Recorded data:
________________________________________

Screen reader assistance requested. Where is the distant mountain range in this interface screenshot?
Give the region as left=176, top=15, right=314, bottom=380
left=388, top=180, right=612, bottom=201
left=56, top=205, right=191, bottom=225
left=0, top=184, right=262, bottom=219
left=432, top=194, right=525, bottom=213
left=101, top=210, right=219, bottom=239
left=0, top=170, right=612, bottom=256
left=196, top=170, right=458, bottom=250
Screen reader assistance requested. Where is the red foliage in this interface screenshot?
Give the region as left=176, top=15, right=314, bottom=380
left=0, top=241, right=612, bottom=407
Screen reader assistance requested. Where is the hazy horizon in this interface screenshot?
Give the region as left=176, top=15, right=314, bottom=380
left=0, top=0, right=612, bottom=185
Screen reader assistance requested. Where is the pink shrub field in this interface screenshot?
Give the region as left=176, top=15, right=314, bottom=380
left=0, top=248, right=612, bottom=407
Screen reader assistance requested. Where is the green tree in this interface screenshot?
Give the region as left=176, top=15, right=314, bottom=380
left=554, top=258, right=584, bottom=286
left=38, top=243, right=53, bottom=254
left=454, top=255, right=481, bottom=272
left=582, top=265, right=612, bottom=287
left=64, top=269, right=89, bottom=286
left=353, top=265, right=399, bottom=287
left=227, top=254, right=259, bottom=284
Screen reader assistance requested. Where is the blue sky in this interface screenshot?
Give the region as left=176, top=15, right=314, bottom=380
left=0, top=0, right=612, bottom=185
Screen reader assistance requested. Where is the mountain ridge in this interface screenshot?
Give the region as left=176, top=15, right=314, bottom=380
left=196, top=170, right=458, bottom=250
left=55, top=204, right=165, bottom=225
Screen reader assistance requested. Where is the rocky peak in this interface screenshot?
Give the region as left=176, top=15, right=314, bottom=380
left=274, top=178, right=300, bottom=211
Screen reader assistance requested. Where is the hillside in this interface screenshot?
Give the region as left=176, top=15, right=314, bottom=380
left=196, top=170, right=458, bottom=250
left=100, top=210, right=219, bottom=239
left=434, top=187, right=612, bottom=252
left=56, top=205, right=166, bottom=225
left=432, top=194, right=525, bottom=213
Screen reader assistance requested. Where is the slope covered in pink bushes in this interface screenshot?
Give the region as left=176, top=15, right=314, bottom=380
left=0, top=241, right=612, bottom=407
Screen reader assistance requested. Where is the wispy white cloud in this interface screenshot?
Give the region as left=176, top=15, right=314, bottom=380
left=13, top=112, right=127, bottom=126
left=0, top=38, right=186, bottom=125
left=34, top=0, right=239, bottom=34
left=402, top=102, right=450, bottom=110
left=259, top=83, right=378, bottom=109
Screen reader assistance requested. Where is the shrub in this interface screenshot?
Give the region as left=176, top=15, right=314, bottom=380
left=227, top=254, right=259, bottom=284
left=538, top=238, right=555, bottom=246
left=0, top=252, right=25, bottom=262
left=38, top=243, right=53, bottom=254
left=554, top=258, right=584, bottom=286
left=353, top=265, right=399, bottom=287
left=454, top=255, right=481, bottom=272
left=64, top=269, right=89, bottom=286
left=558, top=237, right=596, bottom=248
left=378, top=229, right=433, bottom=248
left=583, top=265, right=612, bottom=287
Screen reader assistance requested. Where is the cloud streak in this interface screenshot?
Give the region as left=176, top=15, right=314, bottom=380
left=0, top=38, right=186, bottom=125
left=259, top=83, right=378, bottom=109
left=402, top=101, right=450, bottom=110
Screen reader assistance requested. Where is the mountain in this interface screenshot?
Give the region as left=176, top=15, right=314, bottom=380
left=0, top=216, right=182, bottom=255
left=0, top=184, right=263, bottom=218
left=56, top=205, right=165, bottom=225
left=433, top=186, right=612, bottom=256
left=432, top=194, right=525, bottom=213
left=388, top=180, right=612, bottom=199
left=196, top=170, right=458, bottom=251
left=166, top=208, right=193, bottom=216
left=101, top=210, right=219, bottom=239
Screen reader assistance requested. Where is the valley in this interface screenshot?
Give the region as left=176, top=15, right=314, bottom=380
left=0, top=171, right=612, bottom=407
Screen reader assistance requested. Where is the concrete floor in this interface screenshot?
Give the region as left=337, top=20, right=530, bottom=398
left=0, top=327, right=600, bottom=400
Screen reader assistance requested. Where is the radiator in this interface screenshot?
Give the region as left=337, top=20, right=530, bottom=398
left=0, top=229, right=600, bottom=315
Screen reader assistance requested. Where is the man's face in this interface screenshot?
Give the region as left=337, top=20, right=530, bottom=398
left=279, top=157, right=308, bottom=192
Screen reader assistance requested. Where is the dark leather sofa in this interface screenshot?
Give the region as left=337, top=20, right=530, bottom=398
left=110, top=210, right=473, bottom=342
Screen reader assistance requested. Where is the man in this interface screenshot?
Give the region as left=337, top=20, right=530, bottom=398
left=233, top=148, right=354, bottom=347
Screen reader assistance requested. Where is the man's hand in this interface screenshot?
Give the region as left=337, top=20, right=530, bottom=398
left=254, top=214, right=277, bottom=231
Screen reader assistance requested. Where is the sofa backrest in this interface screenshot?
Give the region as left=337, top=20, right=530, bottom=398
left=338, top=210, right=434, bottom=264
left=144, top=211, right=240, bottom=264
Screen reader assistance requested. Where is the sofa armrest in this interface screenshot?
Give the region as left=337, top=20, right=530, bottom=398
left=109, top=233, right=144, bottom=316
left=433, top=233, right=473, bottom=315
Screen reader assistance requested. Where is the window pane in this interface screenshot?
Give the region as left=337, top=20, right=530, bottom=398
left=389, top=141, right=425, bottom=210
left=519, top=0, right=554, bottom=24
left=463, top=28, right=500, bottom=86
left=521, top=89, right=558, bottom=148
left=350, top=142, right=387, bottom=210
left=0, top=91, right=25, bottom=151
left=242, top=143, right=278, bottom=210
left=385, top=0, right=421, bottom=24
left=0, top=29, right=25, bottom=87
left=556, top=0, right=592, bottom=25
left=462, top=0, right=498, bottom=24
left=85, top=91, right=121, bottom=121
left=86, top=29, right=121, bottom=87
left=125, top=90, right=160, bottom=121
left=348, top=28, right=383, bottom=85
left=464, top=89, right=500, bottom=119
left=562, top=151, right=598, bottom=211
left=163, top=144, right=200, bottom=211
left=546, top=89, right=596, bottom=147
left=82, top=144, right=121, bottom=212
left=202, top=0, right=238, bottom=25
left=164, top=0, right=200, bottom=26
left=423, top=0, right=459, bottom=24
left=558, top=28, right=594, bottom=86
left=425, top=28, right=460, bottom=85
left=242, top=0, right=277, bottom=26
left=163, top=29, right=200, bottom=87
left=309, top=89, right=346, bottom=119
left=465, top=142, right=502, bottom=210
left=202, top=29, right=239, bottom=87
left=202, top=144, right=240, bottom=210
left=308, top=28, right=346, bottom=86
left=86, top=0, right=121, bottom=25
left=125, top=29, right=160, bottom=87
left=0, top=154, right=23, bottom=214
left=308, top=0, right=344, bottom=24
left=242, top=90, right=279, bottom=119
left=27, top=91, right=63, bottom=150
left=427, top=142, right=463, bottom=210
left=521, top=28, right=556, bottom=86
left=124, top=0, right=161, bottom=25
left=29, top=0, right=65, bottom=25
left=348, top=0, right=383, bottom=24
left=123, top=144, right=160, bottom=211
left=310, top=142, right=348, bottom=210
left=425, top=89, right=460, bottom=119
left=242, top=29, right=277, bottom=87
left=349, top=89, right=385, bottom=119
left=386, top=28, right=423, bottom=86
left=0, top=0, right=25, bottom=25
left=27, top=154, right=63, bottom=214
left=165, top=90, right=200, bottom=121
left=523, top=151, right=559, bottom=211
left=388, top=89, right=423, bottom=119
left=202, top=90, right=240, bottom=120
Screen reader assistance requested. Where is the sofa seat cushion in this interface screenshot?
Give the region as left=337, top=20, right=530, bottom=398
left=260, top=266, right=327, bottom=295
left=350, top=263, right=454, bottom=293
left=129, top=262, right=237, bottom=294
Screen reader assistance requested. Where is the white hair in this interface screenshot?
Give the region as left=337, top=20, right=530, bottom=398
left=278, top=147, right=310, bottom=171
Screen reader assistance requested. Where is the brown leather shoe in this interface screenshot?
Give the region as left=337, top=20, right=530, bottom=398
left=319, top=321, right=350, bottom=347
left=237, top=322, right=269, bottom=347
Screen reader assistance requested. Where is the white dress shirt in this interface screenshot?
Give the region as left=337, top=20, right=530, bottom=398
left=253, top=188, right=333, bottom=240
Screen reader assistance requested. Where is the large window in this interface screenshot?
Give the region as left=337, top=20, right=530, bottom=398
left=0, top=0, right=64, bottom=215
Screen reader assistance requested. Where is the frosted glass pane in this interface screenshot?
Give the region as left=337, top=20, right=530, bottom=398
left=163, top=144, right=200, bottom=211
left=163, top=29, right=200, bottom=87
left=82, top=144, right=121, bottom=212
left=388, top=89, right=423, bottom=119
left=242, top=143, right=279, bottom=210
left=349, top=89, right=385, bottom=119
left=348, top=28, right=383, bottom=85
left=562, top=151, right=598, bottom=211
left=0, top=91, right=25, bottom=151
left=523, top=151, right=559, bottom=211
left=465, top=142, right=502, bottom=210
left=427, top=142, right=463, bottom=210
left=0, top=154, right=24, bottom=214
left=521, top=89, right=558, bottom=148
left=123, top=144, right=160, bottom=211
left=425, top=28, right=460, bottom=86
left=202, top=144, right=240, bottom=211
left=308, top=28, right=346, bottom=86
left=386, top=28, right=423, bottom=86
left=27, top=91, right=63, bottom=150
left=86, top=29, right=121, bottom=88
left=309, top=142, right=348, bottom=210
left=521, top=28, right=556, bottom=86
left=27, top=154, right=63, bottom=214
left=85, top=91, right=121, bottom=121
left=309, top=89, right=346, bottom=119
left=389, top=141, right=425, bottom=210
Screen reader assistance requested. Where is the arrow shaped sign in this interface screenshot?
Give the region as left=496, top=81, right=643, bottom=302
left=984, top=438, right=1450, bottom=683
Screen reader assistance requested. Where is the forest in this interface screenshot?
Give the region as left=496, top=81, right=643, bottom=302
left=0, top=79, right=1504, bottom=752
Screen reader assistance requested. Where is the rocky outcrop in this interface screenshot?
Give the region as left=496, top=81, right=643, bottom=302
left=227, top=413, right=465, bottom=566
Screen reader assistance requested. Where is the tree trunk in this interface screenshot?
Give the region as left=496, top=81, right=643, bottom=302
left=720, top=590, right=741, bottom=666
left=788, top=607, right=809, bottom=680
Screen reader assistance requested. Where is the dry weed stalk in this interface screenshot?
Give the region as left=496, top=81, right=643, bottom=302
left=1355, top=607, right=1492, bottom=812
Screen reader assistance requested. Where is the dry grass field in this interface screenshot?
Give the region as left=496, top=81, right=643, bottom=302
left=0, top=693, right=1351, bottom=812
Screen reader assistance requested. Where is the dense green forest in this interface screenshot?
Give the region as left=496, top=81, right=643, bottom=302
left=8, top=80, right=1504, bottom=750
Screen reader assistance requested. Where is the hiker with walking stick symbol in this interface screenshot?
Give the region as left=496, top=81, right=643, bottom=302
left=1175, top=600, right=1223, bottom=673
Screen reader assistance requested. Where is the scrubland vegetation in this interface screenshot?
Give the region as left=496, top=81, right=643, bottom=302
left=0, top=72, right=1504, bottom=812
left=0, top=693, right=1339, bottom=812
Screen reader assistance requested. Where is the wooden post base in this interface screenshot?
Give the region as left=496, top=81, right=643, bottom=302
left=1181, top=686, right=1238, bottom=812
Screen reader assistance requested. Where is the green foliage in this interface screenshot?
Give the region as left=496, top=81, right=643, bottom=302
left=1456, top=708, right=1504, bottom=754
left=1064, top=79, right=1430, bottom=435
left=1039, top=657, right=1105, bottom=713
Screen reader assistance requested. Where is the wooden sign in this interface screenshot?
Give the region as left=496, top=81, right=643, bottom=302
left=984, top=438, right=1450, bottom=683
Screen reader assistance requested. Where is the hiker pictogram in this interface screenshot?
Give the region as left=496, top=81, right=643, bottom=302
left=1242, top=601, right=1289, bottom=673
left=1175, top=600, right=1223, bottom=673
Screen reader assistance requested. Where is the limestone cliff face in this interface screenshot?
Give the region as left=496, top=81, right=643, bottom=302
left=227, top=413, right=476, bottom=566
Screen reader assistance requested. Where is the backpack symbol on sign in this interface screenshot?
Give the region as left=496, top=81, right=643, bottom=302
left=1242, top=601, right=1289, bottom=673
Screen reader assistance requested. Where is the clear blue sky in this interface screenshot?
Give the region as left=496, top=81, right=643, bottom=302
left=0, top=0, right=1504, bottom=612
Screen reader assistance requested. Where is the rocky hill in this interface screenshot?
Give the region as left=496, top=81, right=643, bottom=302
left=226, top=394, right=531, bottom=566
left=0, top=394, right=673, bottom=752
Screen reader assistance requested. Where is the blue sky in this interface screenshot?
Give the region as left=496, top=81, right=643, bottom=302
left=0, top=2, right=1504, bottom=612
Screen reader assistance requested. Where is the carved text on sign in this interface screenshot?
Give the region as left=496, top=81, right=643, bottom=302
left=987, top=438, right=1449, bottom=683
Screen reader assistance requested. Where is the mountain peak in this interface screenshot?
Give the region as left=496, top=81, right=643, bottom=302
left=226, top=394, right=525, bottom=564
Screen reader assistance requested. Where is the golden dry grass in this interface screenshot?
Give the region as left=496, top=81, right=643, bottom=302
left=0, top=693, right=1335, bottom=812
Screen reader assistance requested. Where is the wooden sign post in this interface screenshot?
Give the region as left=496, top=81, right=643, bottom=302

________________________________________

Task prompt: Copy the lines verbatim, from the beginning of the records up to and including the line with "left=0, top=170, right=612, bottom=256".

Written answer:
Screen reader assistance requested. Where is the distant mountain range in this interface screenshot?
Give the region as left=176, top=15, right=314, bottom=380
left=388, top=180, right=612, bottom=201
left=56, top=205, right=191, bottom=225
left=0, top=184, right=262, bottom=219
left=432, top=194, right=525, bottom=213
left=101, top=210, right=219, bottom=239
left=0, top=170, right=612, bottom=256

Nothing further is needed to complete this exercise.